From the data below, set down exactly the lines between the one holding "Target: striped sweater" and the one holding "Objective: locate each instance of the man with short", inclusive, and no others.

[Point localization data]
# # # # #

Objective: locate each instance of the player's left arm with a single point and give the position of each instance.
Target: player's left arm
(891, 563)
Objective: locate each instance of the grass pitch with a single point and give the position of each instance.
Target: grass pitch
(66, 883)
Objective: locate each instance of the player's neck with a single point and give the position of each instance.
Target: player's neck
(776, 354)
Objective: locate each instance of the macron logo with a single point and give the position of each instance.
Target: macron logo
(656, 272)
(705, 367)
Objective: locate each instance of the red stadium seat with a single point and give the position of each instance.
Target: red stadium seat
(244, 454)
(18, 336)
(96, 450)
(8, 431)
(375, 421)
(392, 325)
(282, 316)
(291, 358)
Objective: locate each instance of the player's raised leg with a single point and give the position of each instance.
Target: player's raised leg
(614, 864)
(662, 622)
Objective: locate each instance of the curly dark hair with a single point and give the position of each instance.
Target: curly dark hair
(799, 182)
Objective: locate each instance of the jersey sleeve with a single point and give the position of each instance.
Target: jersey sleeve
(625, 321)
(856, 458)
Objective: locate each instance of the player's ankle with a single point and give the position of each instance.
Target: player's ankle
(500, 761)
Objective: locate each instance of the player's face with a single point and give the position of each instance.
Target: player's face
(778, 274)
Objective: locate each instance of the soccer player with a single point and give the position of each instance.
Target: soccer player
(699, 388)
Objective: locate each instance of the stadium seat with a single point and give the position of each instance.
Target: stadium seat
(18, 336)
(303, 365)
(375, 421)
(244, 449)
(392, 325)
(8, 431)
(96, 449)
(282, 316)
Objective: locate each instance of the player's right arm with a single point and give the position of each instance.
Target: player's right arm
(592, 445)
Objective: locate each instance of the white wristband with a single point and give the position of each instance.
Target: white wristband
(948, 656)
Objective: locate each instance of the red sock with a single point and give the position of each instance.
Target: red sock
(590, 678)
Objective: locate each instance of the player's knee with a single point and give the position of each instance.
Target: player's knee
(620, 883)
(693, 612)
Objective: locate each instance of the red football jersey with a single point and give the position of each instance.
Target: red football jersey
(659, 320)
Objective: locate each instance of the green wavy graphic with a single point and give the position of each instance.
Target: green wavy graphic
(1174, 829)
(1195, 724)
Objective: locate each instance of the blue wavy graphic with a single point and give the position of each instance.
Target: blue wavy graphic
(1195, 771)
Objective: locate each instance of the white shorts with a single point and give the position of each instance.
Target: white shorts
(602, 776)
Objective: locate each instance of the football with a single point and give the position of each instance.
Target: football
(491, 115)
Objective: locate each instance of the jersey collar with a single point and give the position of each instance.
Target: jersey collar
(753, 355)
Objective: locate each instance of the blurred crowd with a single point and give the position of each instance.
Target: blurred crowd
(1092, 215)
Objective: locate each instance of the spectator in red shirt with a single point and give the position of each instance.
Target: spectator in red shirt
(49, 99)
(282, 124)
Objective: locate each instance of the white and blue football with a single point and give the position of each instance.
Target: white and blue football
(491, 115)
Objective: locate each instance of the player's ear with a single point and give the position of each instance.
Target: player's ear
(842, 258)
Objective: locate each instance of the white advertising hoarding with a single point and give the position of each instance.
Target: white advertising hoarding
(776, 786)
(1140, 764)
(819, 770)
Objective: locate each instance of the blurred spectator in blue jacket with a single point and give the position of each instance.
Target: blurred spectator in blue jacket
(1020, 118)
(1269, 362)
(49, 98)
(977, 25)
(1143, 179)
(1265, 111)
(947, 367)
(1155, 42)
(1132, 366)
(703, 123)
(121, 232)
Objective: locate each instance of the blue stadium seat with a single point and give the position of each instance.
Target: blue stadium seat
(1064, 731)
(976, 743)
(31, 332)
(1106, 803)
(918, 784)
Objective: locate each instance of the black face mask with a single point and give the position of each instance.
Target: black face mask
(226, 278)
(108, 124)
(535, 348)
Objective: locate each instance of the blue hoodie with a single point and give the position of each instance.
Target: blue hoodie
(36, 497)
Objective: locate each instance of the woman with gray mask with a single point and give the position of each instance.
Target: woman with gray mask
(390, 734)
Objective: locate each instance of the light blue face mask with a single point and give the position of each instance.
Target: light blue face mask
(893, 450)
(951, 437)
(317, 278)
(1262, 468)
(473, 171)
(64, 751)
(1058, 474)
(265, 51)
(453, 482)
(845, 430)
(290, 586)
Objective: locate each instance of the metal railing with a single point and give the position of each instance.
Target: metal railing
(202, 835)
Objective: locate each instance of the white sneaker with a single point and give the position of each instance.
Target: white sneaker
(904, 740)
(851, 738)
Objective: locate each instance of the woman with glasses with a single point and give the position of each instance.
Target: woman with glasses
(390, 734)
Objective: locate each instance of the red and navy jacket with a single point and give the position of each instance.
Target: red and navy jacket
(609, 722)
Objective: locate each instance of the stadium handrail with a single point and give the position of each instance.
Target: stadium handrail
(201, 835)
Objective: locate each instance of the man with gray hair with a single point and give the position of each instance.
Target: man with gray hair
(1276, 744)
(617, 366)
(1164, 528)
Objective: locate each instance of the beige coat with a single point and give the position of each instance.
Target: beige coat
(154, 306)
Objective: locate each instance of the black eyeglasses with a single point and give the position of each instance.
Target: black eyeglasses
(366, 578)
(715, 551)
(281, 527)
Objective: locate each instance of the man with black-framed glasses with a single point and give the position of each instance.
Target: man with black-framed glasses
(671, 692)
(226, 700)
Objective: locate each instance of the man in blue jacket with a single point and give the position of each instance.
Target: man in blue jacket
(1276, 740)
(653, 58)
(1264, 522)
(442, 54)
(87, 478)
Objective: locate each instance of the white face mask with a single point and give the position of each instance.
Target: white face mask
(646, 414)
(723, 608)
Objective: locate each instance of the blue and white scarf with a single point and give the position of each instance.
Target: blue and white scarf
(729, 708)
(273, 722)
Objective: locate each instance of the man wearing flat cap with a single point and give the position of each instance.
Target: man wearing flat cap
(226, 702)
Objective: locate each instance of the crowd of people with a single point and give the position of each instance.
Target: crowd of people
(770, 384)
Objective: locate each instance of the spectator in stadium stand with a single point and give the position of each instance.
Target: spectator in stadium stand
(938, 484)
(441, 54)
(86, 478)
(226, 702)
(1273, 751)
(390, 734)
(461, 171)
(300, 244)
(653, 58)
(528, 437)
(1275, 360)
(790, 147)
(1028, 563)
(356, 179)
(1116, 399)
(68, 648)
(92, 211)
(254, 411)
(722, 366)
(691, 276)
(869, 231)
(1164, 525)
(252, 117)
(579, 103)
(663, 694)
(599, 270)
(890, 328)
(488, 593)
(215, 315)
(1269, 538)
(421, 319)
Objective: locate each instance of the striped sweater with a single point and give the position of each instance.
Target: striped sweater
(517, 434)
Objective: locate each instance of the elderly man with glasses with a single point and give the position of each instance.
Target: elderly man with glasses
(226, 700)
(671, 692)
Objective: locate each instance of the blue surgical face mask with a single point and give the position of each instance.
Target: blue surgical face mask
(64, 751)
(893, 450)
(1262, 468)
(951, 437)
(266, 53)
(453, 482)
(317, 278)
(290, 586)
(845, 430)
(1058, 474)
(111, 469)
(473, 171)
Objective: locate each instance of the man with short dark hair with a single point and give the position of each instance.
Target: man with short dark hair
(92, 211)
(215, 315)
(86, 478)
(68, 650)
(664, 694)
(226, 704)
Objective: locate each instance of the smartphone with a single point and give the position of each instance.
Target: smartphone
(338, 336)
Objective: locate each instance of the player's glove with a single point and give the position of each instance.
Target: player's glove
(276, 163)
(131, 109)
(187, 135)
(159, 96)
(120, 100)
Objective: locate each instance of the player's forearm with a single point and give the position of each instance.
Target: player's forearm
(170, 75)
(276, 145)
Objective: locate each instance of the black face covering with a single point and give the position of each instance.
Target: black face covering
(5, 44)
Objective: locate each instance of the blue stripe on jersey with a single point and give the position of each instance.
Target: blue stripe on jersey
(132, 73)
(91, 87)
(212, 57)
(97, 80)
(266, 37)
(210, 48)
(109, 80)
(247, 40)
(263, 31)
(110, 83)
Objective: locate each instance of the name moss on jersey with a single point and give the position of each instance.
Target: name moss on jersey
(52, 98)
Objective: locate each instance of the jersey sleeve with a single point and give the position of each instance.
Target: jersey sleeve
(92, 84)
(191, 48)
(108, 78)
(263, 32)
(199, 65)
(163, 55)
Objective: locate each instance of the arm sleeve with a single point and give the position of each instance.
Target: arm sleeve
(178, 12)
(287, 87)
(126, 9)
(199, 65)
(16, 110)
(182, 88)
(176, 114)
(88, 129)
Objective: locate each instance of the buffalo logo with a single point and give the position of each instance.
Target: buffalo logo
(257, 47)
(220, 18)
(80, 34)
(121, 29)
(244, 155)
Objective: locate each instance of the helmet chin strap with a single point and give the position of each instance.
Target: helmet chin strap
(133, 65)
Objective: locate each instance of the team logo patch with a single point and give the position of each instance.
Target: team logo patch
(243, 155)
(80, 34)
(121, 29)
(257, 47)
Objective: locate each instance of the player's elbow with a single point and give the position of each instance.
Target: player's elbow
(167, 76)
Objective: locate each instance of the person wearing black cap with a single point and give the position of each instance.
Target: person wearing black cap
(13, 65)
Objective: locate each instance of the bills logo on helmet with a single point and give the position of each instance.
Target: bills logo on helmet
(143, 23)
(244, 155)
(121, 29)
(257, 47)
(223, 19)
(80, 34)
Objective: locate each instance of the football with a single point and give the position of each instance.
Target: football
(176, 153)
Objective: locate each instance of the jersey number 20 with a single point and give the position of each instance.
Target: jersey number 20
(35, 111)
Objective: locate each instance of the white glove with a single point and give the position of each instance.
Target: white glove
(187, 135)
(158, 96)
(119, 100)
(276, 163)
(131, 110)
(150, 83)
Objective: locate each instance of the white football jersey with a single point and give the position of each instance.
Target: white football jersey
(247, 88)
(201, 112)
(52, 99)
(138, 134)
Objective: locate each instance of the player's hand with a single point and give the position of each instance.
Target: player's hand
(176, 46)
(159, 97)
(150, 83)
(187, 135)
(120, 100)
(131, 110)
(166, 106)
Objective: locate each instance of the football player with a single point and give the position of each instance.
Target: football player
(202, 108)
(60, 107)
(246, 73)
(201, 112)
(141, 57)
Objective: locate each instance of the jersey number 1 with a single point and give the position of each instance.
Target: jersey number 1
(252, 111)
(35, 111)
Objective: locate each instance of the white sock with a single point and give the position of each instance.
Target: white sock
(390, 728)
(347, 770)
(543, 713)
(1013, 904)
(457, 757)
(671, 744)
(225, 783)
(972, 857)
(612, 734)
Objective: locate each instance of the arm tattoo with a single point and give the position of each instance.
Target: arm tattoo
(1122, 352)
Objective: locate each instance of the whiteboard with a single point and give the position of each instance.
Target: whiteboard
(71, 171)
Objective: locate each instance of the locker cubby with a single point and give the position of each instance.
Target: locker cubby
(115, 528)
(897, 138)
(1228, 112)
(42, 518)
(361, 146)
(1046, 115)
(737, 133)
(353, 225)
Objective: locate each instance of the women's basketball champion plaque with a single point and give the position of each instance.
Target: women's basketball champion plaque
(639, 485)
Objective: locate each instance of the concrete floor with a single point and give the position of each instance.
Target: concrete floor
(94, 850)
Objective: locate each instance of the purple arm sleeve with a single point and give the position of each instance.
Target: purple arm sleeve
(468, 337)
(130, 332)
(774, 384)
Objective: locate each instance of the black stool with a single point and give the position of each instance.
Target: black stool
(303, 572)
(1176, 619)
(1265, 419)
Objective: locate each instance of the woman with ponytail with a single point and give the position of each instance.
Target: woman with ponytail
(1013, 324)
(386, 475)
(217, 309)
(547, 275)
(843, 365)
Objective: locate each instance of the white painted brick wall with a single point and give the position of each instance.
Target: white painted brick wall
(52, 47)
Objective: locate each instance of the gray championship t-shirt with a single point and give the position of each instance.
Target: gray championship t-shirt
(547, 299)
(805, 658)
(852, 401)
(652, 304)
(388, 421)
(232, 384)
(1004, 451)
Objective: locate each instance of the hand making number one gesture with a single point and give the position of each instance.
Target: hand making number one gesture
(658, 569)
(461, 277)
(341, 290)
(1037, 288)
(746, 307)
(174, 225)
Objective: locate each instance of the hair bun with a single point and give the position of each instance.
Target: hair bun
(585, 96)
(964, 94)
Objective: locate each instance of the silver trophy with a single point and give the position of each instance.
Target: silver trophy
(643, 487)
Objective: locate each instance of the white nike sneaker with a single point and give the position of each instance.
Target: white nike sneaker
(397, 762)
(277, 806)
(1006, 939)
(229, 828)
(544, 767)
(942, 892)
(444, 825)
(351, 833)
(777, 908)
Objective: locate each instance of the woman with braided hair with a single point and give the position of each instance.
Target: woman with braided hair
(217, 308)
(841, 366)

# # # # #

*EXERCISE SOLUTION:*
Target: striped sweater
(517, 434)
Objective: locate each instance of the elderly man with glasses with a single point and give the position of each instance.
Target: elderly man with glasses
(226, 700)
(671, 692)
Objective: locate each instance of the blue surgical face mask with a single point and give the position of each instance.
Target: blue surgical face mask
(64, 751)
(893, 450)
(1262, 468)
(951, 437)
(266, 53)
(453, 482)
(317, 278)
(290, 586)
(845, 430)
(1058, 474)
(111, 469)
(473, 171)
Objective: locate each instance of the man with short dark hair with a single point and give the position of each instance.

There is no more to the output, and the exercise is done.